Серебряный век: вне направлений, между направлениями
«Полка» продолжает большой курс «История русской поэзии». В этой лекции речь пойдёт о поэтах русского модернизма, которых обычно числят «вне направлений». Так или иначе большинство этих поэтов тяготело к символизму, акмеизму или футуризму — хотя были и такие блистательные исключения, как Цветаева. В своей лекции Лев Оборин рассказывает о том, как выстраивалось это «вне» и до какой степени оно условно: речь пойдёт и об «учителе акмеистов» Анненском, и о малоизвестных авторах, примыкавших к футуристическому авангарду, и о новокрестьянских поэтах во главе с Есениным и Клюевым.
Поэзия русского модернизма не исчерпывалась тремя основными направлениями — символизмом, акмеизмом и футуризмом. В предыдущих лекциях уже говорилось о том, что многие крупные поэты меняли свои эстетические предпочтения (например, Георгий Иванов успел побыть и символистом, и акмеистом, и футуристом, прежде чем в эмиграции выработать свою отчётливую поэтику) — или их принадлежность к одному из лагерей была условной. Особенно это касается футуризма — предельно разнородного движения, к которому причисляют настолько несхожих поэтов, как Хлебников, Кручёных, Пастернак, Гуро или Северянин. В футуризме прежде всего привлекал его взрывной, нигилистический, авангардный потенциал — и неудивительно, что именно вокруг него создалась наибольшая толчея манифестов и имён: помимо основных «партий» футуристического движения, о которых шла речь в предыдущей лекции, были и менее известные, но оставившие в поэзии след: например, ничевоки, фуисты, группа «Бескровное убийство» (куда среди прочих входили братья Илья и Кирилл Зданевичи — организаторы футуристического процесса на Кавказе).

### Список заданий:
**1.** Кратко перескажите абзац текста о Серебряном веке, начинающийся словами «Поэзия русского модернизма не исчерпывалась», и сохраните его основные факты.
**2.** Переименуйте «Лев Оборин» в «Л. Оборин» в той части текста о Серебряном веке, которая открывается словами «Серебряный век: вне» и завершается словами «Есениным и Клюевым.». Приведите эту часть целиком.

### Предоставленные материалы:
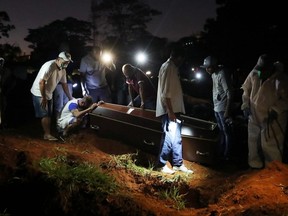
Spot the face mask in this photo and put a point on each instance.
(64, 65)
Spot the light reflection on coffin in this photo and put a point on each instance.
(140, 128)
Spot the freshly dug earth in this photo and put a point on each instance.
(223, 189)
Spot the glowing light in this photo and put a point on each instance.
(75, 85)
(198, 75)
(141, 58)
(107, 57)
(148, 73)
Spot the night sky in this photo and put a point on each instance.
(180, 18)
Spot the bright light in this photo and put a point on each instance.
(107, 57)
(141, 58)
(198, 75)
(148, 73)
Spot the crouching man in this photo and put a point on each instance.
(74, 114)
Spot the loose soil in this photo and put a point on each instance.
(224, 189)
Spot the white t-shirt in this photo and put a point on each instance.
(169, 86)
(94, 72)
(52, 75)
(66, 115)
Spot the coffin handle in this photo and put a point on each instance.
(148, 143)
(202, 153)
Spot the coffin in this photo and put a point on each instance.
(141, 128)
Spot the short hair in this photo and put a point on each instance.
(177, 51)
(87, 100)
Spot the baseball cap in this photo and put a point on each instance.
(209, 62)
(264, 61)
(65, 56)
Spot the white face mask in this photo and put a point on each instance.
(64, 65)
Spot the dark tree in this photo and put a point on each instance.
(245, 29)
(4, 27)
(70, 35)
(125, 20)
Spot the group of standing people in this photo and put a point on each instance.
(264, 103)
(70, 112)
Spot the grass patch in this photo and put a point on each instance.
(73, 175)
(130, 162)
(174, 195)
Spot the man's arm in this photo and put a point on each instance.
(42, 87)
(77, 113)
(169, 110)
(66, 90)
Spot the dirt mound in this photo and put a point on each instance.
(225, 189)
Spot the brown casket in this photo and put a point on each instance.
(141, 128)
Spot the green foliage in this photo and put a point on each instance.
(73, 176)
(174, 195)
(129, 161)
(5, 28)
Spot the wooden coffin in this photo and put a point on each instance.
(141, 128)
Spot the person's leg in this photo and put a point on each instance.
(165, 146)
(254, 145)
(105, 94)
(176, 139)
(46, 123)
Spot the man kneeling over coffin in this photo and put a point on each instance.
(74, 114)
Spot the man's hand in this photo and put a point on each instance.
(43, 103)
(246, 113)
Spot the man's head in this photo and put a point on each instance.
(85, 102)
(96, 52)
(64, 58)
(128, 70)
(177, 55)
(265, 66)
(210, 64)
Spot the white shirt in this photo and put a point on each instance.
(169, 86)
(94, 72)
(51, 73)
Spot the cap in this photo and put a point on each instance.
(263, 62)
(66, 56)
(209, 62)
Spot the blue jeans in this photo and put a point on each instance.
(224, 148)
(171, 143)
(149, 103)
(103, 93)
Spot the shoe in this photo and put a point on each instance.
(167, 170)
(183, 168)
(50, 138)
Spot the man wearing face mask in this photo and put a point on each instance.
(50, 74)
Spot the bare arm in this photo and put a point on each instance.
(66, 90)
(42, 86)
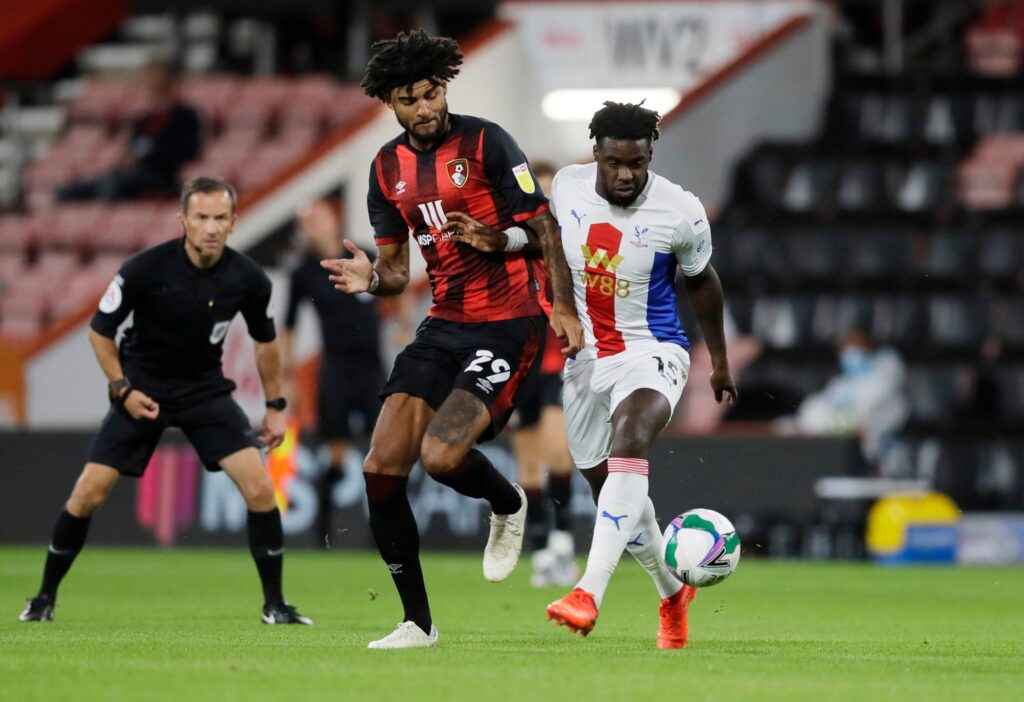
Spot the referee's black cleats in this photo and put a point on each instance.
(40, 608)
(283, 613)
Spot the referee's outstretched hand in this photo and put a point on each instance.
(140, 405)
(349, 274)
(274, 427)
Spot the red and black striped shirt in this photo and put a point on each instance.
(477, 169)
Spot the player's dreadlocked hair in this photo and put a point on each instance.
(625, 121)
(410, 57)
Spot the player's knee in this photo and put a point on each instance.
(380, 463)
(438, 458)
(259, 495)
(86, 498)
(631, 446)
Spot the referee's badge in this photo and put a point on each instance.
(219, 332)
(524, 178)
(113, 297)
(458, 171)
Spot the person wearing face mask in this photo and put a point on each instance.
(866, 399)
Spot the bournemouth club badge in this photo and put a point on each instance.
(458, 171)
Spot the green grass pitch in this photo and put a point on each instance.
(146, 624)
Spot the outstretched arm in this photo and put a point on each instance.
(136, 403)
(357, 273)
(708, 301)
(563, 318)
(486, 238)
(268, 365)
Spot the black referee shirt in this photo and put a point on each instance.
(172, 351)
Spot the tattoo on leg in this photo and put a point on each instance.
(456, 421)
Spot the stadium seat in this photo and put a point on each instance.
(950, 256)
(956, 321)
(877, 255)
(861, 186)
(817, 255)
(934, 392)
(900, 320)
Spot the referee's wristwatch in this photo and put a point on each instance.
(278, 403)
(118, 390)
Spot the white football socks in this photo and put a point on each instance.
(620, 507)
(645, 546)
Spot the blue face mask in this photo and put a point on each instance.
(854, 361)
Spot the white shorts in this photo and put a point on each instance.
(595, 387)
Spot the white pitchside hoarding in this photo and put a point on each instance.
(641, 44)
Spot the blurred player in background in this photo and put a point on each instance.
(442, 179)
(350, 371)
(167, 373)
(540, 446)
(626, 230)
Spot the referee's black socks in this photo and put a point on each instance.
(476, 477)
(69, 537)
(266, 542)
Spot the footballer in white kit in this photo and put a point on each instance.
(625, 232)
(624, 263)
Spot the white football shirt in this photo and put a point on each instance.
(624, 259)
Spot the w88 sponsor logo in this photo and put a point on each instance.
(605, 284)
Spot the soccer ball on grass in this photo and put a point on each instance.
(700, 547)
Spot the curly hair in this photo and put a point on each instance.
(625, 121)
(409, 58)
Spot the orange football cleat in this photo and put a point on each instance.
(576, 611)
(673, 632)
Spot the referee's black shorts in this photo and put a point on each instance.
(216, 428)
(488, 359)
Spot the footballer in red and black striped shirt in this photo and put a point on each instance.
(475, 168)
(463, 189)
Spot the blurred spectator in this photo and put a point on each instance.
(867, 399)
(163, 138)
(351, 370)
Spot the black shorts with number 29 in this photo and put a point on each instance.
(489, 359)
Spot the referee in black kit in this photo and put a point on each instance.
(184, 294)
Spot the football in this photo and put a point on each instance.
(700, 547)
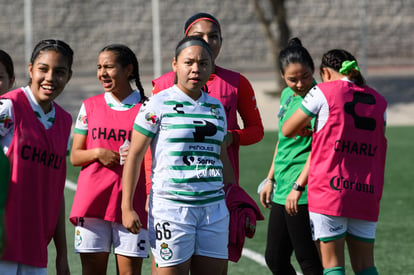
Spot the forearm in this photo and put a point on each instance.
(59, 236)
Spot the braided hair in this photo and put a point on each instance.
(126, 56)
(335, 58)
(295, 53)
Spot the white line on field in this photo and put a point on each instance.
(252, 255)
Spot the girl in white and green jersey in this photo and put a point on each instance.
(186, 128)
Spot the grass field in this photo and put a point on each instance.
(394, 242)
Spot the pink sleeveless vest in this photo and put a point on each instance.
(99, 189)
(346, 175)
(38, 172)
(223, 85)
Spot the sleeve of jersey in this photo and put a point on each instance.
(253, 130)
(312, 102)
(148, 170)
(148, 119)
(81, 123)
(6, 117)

### Ответы:
**1.** Русский модернизм не сводился к символизму, акмеизму и футуризму. Многие крупные поэты меняли эстетические предпочтения, а некоторые принадлежали к одному из лагерей лишь условно. Так, Георгий Иванов успел побыть символистом, акмеистом и футуристом, прежде чем в эмиграции выработал собственную поэтику. Особенно разнородным был футуризм: к нему причисляют таких несхожих поэтов, как Хлебников, Кручёных, Пастернак, Гуро и Северянин. Футуризм привлекал взрывным, нигилистическим, авангардным потенциалом, поэтому вокруг него возникло больше всего манифестов и имён. Помимо основных «партий», существовали менее известные группы, оставившие след в поэзии: ничевоки, фуисты, «Бескровное убийство». В последнюю входили братья Илья и Кирилл Зданевичи, организаторы футуристического процесса на Кавказе.

**2.**
Серебряный век: вне направлений, между направлениями
«Полка» продолжает большой курс «История русской поэзии». В этой лекции речь пойдёт о поэтах русского модернизма, которых обычно числят «вне направлений». Так или иначе большинство этих поэтов тяготело к символизму, акмеизму или футуризму — хотя были и такие блистательные исключения, как Цветаева. В своей лекции Л. Оборин рассказывает о том, как выстраивалось это «вне» и до какой степени оно условно: речь пойдёт и об «учителе акмеистов» Анненском, и о малоизвестных авторах, примыкавших к футуристическому авангарду, и о новокрестьянских поэтах во главе с Есениным и Клюевым.